[Stored data]

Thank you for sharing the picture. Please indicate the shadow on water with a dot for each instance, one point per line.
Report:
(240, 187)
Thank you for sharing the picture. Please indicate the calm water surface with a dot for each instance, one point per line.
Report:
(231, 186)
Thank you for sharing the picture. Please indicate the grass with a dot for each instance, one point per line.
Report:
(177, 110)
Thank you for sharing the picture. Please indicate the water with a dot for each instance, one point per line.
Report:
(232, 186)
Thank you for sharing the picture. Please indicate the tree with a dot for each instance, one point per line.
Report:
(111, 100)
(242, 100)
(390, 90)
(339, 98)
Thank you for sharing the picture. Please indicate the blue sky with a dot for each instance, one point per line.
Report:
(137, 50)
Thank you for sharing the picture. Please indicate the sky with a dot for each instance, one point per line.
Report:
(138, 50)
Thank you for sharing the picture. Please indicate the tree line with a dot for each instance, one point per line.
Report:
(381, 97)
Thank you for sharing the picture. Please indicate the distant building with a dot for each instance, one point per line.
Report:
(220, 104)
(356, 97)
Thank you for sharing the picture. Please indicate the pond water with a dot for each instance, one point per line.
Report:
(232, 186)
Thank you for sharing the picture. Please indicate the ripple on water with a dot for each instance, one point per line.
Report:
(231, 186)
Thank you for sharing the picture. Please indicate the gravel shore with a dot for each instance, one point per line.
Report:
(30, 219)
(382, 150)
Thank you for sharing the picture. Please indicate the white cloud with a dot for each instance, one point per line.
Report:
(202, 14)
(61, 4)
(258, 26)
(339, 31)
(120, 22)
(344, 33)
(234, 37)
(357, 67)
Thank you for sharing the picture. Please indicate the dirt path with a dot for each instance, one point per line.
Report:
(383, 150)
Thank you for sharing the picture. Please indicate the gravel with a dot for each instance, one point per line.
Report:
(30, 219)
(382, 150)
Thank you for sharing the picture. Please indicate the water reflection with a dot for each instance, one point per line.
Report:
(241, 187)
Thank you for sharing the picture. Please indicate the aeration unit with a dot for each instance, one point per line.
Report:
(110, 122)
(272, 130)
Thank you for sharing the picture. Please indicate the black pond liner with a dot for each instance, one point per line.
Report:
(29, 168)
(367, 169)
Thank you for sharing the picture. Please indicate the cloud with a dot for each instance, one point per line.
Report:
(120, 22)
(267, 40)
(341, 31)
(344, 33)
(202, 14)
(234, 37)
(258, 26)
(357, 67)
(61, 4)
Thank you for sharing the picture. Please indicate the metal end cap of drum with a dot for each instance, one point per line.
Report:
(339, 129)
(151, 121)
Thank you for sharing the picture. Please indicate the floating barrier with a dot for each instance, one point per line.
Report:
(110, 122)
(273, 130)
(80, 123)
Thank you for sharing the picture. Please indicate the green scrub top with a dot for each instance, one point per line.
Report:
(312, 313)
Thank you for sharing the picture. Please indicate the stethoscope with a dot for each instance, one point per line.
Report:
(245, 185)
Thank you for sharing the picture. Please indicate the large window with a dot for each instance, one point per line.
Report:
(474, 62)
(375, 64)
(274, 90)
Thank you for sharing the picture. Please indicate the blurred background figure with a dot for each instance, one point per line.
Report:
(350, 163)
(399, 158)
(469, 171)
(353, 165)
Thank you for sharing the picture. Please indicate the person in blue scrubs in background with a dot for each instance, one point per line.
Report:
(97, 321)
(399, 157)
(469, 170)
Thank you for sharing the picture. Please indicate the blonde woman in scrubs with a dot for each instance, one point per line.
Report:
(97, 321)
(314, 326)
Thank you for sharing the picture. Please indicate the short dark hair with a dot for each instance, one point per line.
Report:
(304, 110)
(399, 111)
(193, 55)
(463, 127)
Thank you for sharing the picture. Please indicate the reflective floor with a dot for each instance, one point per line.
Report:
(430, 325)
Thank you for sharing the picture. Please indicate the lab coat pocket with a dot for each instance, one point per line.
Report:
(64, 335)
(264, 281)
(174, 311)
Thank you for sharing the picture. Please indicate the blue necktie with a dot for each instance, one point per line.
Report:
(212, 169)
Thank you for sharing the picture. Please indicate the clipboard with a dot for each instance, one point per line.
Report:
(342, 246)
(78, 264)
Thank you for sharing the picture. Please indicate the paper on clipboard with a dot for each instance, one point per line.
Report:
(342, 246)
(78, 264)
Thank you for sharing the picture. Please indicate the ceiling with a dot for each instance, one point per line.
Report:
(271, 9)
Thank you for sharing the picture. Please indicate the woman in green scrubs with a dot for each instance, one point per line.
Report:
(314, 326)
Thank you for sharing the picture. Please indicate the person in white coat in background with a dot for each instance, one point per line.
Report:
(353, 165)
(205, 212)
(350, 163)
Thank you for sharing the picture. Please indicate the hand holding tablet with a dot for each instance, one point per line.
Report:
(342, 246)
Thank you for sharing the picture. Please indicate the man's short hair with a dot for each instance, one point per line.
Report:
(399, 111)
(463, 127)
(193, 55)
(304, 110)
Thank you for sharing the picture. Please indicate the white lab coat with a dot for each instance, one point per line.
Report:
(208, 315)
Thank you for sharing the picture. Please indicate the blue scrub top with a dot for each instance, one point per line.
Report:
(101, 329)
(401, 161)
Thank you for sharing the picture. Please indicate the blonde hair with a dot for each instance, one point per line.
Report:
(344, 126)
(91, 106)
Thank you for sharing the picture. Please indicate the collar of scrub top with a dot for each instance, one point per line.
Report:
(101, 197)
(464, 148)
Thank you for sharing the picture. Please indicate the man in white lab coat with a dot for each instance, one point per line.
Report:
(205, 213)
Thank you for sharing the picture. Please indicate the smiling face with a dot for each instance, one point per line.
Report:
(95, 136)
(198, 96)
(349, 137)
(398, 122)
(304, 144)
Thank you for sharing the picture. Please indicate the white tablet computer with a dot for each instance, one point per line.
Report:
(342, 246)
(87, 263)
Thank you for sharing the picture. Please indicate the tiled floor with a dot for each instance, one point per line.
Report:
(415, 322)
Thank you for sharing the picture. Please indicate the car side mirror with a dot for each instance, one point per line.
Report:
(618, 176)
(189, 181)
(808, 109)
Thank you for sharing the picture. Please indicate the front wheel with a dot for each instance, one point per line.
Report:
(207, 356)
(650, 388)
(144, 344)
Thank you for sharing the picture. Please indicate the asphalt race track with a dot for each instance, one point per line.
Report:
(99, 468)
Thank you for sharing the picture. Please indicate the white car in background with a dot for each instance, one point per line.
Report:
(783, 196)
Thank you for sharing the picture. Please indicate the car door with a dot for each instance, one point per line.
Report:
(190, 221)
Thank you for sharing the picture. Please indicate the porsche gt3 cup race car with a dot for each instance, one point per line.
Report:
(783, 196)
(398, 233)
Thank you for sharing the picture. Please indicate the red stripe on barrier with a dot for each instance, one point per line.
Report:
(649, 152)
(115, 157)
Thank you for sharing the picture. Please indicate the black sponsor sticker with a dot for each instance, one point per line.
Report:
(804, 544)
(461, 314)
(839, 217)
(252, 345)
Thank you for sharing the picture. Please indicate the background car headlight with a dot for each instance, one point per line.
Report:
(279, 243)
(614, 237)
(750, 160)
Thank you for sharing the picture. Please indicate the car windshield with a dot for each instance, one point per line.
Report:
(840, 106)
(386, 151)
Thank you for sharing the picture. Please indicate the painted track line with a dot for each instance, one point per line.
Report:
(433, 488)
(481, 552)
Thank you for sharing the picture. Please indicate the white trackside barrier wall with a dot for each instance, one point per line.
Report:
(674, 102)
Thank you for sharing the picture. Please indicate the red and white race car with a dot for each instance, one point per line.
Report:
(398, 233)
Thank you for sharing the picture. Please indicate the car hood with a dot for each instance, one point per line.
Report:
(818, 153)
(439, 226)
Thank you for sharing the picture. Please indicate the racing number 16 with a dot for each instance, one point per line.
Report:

REQUIRED ACTION:
Tally how many lines of the records hold the word "white". Answer with the number only.

YOUR SOLUTION:
8